* Document excerpt:
-----

The D.C. Bar election results are in, and Banner & Witcoff’s Darrell Mottley has been voted president-elect for the 2010-2011 term.
Mottley will assume the role of president-elect on June 24 and will serve for one year before becoming president. Also on June 24, Ronald Flagg, a partner at Sidley Austin, will become president of the D.C. Bar, replacing Kim Keenan of The Keenan Firm, who becomes immediate past president.
As in past years, voter turnout in the elections was low. Of the 69,497 ballots sent out by the bar, only 8,710 were cast -- a return rate of 12.5 percent. This year’s return rate was up slightly from the 12.1 reported last year.
In the race for president-elect, Mottley received 4,315 votes, beating his opponent Laura Possessky, a name partner at Gura & Possessky, by 750 votes.
Mottley, a George Washington University Law School graduate, focuses his practice on computer, e-commerce, electrical, mechanical and medical device patents.

-----

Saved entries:
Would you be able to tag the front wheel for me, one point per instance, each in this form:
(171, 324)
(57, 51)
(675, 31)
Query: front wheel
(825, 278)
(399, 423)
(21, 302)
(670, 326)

-----

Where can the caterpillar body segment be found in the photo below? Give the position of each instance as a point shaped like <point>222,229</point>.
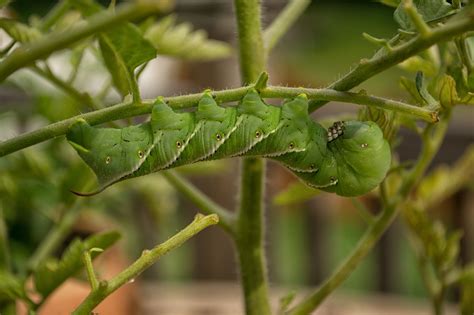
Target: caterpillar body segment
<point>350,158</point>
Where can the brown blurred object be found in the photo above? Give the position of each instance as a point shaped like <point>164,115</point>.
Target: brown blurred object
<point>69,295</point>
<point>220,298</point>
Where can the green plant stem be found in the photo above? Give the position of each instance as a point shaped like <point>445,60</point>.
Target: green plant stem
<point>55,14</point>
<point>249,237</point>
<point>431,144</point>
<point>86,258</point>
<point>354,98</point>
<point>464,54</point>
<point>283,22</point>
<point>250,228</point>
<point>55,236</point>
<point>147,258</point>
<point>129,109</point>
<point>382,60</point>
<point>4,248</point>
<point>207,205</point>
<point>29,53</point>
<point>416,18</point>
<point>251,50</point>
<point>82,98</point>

-----

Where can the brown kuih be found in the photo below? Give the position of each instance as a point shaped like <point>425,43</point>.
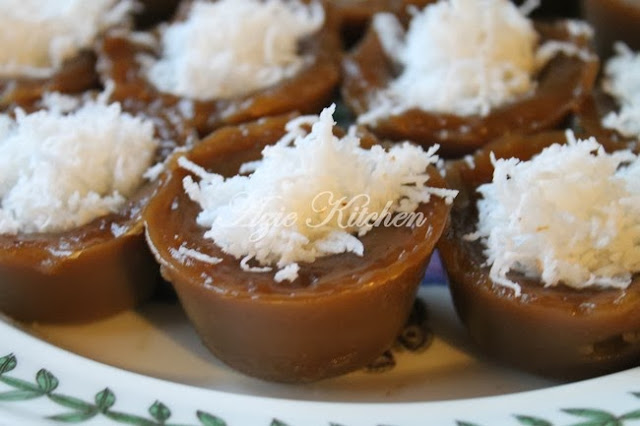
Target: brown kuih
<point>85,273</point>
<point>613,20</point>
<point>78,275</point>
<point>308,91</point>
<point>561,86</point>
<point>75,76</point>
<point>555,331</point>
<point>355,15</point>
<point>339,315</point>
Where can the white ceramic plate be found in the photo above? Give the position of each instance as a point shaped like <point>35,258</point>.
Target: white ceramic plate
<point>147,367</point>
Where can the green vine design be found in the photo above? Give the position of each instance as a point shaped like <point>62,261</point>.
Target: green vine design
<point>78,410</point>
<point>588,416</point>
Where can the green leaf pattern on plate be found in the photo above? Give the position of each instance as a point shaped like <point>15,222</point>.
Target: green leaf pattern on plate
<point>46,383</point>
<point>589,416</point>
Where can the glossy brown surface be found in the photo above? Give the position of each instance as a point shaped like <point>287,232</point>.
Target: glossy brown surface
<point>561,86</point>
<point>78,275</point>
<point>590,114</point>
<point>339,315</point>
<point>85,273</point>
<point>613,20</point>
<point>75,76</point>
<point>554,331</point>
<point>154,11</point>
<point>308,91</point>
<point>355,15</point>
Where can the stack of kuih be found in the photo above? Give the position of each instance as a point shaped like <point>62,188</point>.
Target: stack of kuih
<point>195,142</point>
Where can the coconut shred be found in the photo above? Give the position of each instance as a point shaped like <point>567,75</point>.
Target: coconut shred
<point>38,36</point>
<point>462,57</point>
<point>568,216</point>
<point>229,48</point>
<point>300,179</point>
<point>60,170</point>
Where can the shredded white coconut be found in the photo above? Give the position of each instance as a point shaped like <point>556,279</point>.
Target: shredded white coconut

-----

* Work order 1: According to the D.C. Bar election article, how many ballots were cast in the election?
* Work order 2: Rewrite the part of the D.C. Bar election article that opens with the words containing "Mottley, a George" and closes with "medical device patents.", renaming "patents" as "trademarks".
* Work order 3: Carry the D.C. Bar election article further from where it stops.
The records were drawn from a separate source.

* Output 1: 8,710 ballots were cast.

* Output 2:
Mottley, a George Washington University Law School graduate, focuses his practice on computer, e-commerce, electrical, mechanical and medical device trademarks.

* Output 3:
He said today that as president-elect he hopes to work with the bar's board of governors to "achieve more engagement in the bar by local D.C. lawyers as well as those outside of Washington."
One way to do that, Mottley said, is to experiment with social media. He cited as an example using mobile phone text donations as a way to raise money for the D.C. Bar Foundation, which provides funding to legal service providers in Washington. "There are a lot of ways we can use technology to provide more access to lawyers wanting to get involved," Mottley said.
In other results, Patrick McGlone of ULLICO Inc. was elected to a one-year term as secretary. Andrea Ferster of the Law Offices of Andrea Ferster was elected to a one-year term as treasurer.
H. Guy Collier Jr. of McDermott Will & Emery, Stephen Glover of Gibson, Dunn & Crutcher, Bridget Bailey Lipscomb and R. Justin Smith of the Justice Department, and Lorelie Masters of Jenner & Block were elected to three-year terms on the bar’s board of governors.
Elected for two-year terms to the American Bar Association’s House of Delegates were John Cruden of the Justice Department, Karen Lockwood of The Lockwood Group, and Lucy Thomson of Computer Sciences Corp.